**Requirements**.
Copy out the items without change, beginning at the line that contains "of the wildflower" and stopping after the last line of the items. Include both the starting line and the final line.
--- BEGIN Records to use ---
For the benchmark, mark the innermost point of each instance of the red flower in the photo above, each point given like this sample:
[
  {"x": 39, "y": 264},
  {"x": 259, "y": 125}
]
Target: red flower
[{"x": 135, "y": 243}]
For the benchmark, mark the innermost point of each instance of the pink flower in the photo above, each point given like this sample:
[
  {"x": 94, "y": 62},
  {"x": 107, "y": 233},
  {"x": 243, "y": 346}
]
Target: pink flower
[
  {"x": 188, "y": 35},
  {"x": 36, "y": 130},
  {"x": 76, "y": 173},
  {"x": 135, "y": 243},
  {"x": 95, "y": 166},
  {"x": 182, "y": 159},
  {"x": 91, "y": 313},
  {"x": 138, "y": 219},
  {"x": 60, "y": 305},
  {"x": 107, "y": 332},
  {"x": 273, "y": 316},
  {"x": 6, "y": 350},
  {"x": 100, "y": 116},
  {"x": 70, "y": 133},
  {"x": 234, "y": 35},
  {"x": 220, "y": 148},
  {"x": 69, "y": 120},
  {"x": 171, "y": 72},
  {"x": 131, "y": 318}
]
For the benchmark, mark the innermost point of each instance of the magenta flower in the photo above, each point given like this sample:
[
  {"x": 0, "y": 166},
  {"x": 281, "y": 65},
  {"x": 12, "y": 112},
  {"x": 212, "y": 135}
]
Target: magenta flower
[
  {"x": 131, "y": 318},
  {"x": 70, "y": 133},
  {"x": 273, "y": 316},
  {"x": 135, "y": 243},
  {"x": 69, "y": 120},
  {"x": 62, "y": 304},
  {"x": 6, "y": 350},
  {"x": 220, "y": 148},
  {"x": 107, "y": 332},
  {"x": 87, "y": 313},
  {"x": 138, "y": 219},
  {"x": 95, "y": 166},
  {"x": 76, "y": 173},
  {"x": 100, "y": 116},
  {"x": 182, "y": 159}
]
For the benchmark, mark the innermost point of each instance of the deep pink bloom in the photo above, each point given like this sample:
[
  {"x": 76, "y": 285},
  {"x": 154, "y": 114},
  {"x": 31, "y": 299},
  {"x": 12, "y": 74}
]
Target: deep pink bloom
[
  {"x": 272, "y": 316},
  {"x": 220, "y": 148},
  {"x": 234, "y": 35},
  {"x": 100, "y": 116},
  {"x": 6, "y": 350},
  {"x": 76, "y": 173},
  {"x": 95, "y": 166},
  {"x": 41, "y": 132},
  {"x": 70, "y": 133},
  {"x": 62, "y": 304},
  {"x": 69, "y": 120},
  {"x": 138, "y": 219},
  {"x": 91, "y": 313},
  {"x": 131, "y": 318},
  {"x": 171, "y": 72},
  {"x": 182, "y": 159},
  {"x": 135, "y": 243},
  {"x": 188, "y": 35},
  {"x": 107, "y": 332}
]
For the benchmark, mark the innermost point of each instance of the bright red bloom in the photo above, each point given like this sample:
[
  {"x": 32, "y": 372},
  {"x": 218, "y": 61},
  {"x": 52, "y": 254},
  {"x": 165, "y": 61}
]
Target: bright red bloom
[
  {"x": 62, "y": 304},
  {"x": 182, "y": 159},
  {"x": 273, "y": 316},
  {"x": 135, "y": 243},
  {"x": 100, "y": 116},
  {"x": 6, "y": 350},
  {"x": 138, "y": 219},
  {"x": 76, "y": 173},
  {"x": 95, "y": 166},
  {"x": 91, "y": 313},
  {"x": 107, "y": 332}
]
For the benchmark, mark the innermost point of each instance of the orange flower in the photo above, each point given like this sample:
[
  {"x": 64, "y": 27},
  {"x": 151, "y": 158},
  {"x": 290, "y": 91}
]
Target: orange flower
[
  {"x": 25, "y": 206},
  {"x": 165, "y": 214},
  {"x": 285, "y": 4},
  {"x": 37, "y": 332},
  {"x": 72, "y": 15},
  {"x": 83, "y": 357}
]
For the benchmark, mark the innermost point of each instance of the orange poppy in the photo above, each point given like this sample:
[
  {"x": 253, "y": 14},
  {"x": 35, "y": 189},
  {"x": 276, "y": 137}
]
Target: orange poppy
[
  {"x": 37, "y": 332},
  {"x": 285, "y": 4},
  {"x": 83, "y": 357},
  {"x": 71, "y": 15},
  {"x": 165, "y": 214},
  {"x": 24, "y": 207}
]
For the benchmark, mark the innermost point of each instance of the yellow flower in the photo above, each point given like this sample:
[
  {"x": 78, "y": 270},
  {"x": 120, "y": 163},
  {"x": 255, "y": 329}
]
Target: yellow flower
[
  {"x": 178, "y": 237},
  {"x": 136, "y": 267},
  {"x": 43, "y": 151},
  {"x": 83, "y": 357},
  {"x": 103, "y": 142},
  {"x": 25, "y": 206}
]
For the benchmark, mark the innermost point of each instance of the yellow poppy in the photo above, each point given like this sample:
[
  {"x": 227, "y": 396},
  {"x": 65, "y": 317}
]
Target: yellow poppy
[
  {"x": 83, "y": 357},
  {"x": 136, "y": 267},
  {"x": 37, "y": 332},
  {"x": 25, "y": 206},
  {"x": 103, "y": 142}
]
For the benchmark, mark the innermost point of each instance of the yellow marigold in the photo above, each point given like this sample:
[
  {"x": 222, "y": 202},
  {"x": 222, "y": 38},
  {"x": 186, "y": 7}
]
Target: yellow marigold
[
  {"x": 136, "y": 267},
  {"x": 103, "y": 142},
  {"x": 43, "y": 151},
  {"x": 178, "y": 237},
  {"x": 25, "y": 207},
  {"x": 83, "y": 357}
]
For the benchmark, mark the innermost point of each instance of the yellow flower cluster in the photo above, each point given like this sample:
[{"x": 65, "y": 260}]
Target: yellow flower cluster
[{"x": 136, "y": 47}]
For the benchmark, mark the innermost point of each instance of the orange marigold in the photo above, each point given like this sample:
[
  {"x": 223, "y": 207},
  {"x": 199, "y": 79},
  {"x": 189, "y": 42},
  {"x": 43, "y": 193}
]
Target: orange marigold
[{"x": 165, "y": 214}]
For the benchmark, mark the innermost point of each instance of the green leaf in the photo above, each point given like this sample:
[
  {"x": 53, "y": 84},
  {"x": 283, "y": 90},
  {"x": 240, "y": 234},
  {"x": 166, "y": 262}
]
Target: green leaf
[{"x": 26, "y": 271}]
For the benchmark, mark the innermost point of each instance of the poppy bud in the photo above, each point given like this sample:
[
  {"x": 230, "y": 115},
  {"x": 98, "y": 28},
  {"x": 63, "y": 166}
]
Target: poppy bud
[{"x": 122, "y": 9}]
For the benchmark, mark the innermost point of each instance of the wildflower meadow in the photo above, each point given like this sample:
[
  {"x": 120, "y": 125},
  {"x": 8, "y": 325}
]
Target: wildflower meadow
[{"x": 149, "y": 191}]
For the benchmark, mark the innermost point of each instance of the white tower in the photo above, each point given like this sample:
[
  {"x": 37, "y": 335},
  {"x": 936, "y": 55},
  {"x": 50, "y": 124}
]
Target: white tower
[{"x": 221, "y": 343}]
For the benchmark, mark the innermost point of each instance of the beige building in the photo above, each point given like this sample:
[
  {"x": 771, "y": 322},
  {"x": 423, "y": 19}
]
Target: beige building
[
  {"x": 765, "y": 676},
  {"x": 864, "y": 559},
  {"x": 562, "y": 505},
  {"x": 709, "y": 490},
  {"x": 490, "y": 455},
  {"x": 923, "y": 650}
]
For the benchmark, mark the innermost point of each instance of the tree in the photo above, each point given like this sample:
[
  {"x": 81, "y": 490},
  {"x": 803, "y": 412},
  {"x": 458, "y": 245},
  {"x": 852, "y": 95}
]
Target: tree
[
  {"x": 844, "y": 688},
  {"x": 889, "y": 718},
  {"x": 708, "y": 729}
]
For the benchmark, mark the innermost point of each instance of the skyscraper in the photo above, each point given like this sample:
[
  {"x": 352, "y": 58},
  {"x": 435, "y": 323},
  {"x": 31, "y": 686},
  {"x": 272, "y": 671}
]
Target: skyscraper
--- END Records to use ---
**Task solution**.
For the benchmark, mark the innermost point of each instance of the wildflower meadow in the photo above, each point given like this sample:
[
  {"x": 120, "y": 125},
  {"x": 8, "y": 325}
]
Target: wildflower meadow
[{"x": 149, "y": 191}]
For the benchmark, mark the innermost point of each instance of the white tower in the photo above, each point given like this sample:
[
  {"x": 37, "y": 335},
  {"x": 936, "y": 55},
  {"x": 50, "y": 124}
]
Target: white tower
[{"x": 221, "y": 343}]
For the benchmark, mark the innermost point of each instance of the beige building in the photo above, each point given like this sample:
[
  {"x": 771, "y": 322},
  {"x": 423, "y": 19}
]
Target: beige building
[
  {"x": 765, "y": 676},
  {"x": 864, "y": 559},
  {"x": 562, "y": 505},
  {"x": 709, "y": 490},
  {"x": 490, "y": 455},
  {"x": 923, "y": 650}
]
For the benchmark, mark the innermost point of each instance of the tree in the photo above, each point given like this sample:
[
  {"x": 81, "y": 490},
  {"x": 803, "y": 412},
  {"x": 458, "y": 245},
  {"x": 852, "y": 95}
]
Target: tree
[
  {"x": 844, "y": 688},
  {"x": 889, "y": 718},
  {"x": 708, "y": 729}
]
For the benchmark, mark the innermost point of each instance of the skyscraper in the photo above, each point given like this sample:
[
  {"x": 352, "y": 58},
  {"x": 435, "y": 323},
  {"x": 31, "y": 686},
  {"x": 272, "y": 671}
]
Target: skyscraper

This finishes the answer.